- YOUR OBJECTIVE: Look through the records below, and whenever a line contains "squeak", copy it.

- DATA SHOWN:
<<<<

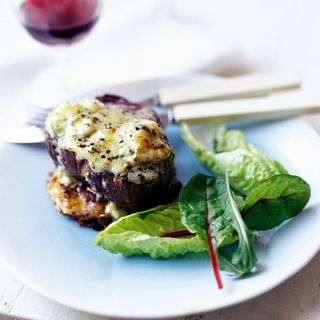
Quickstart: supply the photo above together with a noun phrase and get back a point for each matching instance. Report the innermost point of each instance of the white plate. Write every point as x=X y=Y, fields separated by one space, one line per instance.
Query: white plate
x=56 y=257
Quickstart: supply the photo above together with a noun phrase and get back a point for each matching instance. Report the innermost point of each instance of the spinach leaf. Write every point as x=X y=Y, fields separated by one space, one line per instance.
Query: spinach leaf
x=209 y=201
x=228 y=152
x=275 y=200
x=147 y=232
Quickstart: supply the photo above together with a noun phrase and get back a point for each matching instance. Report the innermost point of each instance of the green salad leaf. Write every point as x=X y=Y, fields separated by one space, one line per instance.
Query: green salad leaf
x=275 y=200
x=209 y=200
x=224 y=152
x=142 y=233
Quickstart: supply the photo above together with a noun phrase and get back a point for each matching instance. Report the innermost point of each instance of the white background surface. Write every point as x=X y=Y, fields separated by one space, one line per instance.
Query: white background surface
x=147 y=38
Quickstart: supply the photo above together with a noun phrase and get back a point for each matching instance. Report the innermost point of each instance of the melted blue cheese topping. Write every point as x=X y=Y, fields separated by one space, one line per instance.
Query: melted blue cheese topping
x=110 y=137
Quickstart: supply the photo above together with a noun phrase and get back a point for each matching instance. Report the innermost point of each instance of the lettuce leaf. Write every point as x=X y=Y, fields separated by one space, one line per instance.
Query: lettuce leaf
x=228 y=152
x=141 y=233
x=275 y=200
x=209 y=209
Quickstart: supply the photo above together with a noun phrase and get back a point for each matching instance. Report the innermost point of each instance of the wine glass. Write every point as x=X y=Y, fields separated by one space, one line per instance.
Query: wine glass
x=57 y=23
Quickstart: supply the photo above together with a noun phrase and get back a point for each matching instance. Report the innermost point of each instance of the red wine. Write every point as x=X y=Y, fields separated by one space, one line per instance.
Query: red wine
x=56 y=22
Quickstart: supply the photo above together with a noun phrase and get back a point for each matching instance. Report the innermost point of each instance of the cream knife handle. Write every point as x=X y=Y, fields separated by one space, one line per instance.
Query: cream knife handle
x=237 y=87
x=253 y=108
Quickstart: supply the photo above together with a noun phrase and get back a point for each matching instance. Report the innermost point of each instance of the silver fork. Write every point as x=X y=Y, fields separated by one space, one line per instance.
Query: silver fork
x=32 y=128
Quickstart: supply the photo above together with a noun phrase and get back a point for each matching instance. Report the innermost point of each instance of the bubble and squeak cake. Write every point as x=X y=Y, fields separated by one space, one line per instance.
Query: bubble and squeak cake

>>>>

- OUTPUT FOR THIS TASK:
Quickstart: supply the photo above together with a noun phrase and get back a point for each matching instance. Report the innermost point of each instance of the bubble and squeak cake. Write every point as x=X y=Y, fields separated by one space, one line per instance.
Query: bubble and squeak cake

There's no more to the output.